#### Task objective:
The expected output is each entry, given again exactly.

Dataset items

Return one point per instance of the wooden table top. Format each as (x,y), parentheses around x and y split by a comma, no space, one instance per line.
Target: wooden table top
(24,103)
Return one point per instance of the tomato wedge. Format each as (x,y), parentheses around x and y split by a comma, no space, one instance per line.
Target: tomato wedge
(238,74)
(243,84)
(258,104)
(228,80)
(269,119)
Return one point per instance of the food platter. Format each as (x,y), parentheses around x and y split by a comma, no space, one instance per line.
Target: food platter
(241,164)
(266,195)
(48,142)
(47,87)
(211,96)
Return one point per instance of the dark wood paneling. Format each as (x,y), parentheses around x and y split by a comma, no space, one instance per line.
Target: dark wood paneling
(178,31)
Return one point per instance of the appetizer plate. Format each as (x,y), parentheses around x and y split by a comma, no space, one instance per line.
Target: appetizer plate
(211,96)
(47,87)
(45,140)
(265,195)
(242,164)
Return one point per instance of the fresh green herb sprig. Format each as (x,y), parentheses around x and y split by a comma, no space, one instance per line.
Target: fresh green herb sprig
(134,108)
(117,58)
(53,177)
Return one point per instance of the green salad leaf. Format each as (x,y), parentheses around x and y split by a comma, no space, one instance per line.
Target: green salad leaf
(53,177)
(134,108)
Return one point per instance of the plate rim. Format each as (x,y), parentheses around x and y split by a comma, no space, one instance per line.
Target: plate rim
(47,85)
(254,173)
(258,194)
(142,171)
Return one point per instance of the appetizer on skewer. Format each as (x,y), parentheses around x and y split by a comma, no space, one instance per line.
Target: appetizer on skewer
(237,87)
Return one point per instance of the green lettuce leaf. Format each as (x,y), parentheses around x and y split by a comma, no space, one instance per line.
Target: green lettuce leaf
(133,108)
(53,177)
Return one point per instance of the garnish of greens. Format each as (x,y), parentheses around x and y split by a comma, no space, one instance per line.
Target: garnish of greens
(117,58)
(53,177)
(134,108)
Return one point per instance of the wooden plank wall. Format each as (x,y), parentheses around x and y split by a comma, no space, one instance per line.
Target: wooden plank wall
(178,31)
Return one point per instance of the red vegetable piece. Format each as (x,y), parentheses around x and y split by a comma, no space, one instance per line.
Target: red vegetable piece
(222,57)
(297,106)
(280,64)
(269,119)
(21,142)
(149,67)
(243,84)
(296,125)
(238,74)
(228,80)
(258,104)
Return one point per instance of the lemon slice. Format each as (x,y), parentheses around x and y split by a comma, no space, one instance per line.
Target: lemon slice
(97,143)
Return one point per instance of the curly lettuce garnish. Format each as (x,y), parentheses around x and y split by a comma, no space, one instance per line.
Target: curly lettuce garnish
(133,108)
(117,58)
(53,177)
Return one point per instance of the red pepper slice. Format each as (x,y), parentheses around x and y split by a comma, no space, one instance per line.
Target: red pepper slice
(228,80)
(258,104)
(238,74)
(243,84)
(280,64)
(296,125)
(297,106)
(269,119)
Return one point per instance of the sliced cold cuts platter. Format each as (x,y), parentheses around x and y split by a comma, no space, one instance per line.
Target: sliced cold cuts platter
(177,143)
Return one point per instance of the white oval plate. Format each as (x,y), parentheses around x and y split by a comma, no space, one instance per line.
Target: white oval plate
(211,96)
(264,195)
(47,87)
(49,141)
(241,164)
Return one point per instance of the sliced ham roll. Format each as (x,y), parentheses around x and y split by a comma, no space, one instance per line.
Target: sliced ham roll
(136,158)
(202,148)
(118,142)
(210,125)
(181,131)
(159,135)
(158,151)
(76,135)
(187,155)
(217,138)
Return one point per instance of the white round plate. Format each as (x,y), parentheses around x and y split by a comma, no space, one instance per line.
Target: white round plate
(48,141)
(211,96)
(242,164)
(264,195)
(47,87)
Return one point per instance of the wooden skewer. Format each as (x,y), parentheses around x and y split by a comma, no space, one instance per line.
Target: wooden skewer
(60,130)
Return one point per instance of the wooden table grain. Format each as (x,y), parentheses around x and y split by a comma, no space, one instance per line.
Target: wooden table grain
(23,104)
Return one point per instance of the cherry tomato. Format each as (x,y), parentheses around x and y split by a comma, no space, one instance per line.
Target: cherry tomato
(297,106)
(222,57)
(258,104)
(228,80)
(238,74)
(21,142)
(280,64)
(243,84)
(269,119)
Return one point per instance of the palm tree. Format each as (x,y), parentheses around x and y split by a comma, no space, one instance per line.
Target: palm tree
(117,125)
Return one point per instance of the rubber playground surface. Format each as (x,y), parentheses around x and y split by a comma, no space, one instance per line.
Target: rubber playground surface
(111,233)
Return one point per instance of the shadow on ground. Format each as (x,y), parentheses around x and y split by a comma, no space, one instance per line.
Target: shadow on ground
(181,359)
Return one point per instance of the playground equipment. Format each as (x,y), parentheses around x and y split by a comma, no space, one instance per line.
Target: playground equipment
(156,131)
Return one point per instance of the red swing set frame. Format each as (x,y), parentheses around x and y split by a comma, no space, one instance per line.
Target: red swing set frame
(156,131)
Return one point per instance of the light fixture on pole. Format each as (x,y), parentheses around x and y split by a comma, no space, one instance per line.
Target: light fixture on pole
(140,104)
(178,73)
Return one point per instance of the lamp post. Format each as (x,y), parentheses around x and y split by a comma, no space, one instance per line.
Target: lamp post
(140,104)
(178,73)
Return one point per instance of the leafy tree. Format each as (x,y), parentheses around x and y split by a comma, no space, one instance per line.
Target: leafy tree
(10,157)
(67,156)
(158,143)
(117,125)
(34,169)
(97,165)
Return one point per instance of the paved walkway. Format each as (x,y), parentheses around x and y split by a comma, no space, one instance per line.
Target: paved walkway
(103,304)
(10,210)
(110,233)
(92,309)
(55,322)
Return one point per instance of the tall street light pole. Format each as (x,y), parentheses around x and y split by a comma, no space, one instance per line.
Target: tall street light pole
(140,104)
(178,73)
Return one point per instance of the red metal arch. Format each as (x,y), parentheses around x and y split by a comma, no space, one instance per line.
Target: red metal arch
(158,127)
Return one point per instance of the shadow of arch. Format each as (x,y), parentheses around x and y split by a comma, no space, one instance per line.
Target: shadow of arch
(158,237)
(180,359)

#### The completed task:
Return one point per instance of the wooden table top. Format each as (x,y), parentheses around x and y split by a comma, no space, one instance per line.
Target: wooden table top
(24,103)
Return one point per instance of the tomato wedge. Format each as (x,y), parentheses around x and y split by a comma, no space, one instance per line.
Target: tomato wedge
(238,74)
(243,84)
(258,104)
(228,80)
(269,119)
Return one point per instance of the food platter. Format each as (x,y), parentheses around x and y split by a comma, no space, one instance per line.
Target: food platter
(241,164)
(266,195)
(48,142)
(47,87)
(211,96)
Return one point per instance of the dark wood paneling. Format each as (x,y), parentheses around x and y split by a comma, no space, one instance per line.
Target: dark wood paneling
(178,31)
Return one point per instance of the appetizer plate. Format each as (x,y), parentheses around x and y split by a comma, no space, one instance per line.
Target: appetizer plate
(211,96)
(47,87)
(45,140)
(265,195)
(242,164)
Return one point per instance of the fresh green herb sprig. Format each as (x,y), parentheses around x and y split by a comma, no space, one instance per line.
Target: fresh green herb sprig
(134,108)
(117,58)
(53,177)
Return one point per instance of the green salad leaf. Format each as (x,y), parentheses around x and y split by a comma, no space, one instance per line.
Target: green salad leaf
(53,177)
(134,108)
Return one point per instance of the plate rim. Format each as (x,y), parentheses around x and y split by a comma, no space, one instance per line.
Target: plate rim
(47,85)
(254,173)
(258,194)
(142,171)
Return one point per instance of the appetizer on skewer. Format each as (x,y), parentheses around x and y split by a comma, no space, one instance per line.
Target: appetizer on skewer
(237,87)
Return one point per instance of the green lettuce leaf. Format each as (x,y), parentheses around x and y split by a comma, no space, one instance per line.
Target: green lettuce leaf
(133,108)
(53,177)
Return one point per instance of the garnish of greens. Format each as (x,y), parentheses around x and y split by a comma, no space, one instance per line.
Target: garnish of greens
(117,58)
(53,177)
(134,108)
Return one point per instance of the wooden plank wall. Format each as (x,y), parentheses around x and y split by a comma, no space, one instance per line.
Target: wooden plank wall
(178,31)
Return one point per instance of the red vegetable piece. Format each as (x,y), parentheses around x and y split by a comma, no space, one instance per line.
Target: red vegetable piece
(222,57)
(297,106)
(280,64)
(269,119)
(21,142)
(149,67)
(243,84)
(296,125)
(238,74)
(228,80)
(258,104)
Return one point per instance of the lemon slice. Format each as (x,y), parentheses around x and y split by a comma, no space, one instance per line.
Target: lemon slice
(97,143)
Return one point per instance of the curly lettuce garnish. Format each as (x,y), parentheses around x and y split by a comma, no space, one instance per line.
Target: curly lettuce garnish
(133,108)
(117,58)
(53,177)
Return one point per instance of the red pepper slice. Format each as (x,y), parentheses around x and y split by a comma, no space, one instance per line.
Target: red pepper slice
(228,80)
(258,104)
(238,74)
(243,84)
(280,64)
(296,125)
(297,106)
(269,119)
Return one point per instance of the sliced cold cuts platter. Format each as (x,y), parentheses around x and y split by a comma, no space, one instance per line.
Target: sliced cold cuts platter
(177,143)
Return one point per instance of the white oval plate. Format each as (x,y), parentheses around x and y split by a comma, no space, one instance per line.
Target: white oval plate
(211,96)
(264,195)
(47,87)
(49,141)
(241,164)
Return one point per instance of the sliced ham roll. Format each as (x,y), parentheses around x and y split by a comma, no space, one instance per line.
Target: sliced ham roll
(136,158)
(202,148)
(118,142)
(210,125)
(181,131)
(159,135)
(158,151)
(76,135)
(187,155)
(217,138)
Return one point per instance of the white round plate. Format each as (x,y), parentheses around x and y split by a comma, no space, one instance per line.
Target: white round plate
(48,141)
(211,96)
(242,164)
(264,195)
(47,87)
Return one point per instance of the wooden skewer. Format each as (x,y), parentheses around x and y split by a comma, no space, one instance per line.
Target: wooden skewer
(60,130)
Return one point per instance of the wooden table grain. Format each as (x,y), parentheses around x and y split by a comma, no space, one instance per line.
Target: wooden table grain
(23,104)
Return one point per instance of the cherry tomato. Format each as (x,y), parentheses around x and y split by a comma, no space, one instance per line.
Target: cherry tomato
(297,106)
(222,57)
(258,104)
(228,80)
(238,74)
(21,142)
(280,64)
(243,84)
(269,119)
Return one point per instance of the palm tree. Format each as (x,y), parentheses around x and y split by a comma, no space, one instance per line.
Target: palm tree
(117,125)
Return one point per instance of the rubber playground surface. Format each as (x,y), parentheses around x and y split by a comma, no space, one instance per line.
Target: rubber playground surface
(111,233)
Return one point per instance of the shadow on ground. Format each as (x,y), parentheses around x and y split by a comma, no space, one instance per line.
Target: shadow on ground
(181,359)
Return one point per instance of the playground equipment. Format each as (x,y), parentheses around x and y split by a comma, no space, one instance per line.
Target: playground equipment
(156,131)
Return one point per instance of the red swing set frame. Format each as (x,y), parentheses around x and y split by a comma, no space, one instance per line.
Target: red swing set frame
(156,131)
Return one point per instance of the light fixture on pole. Format each as (x,y), parentheses around x and y split by a comma, no space, one instance per line.
Target: light fixture on pole
(140,104)
(178,73)
Return one point per instance of the lamp post. Format each as (x,y), parentheses around x and y split by a comma, no space, one instance per line.
Target: lamp post
(140,104)
(178,73)
Return one point per instance of the leafy tree. Format each as (x,y), parentheses around x and y split by a comma, no space, one instance per line.
Target: leafy tree
(10,157)
(67,156)
(158,143)
(117,125)
(34,169)
(97,165)
Return one point per instance of the paved walkway. Format each as (x,y), parentheses around x and y split by a comma, no space, one instance per line.
Target: paved walkway
(103,304)
(10,210)
(110,233)
(92,309)
(55,322)
Return one point per instance of the tall street light pole. Format each as (x,y), parentheses around x and y split by a comma, no space, one instance per line.
Target: tall street light pole
(140,104)
(178,73)
Return one point per instance of the red metal arch. Format each as (x,y), parentheses around x and y split by a comma, no space, one instance per line.
Target: red metal arch
(158,127)
Return one point per instance of the shadow of arch. Format each as (x,y), parentheses around x and y split by a comma, no space, one instance per line.
Target: shadow of arch
(158,237)
(180,359)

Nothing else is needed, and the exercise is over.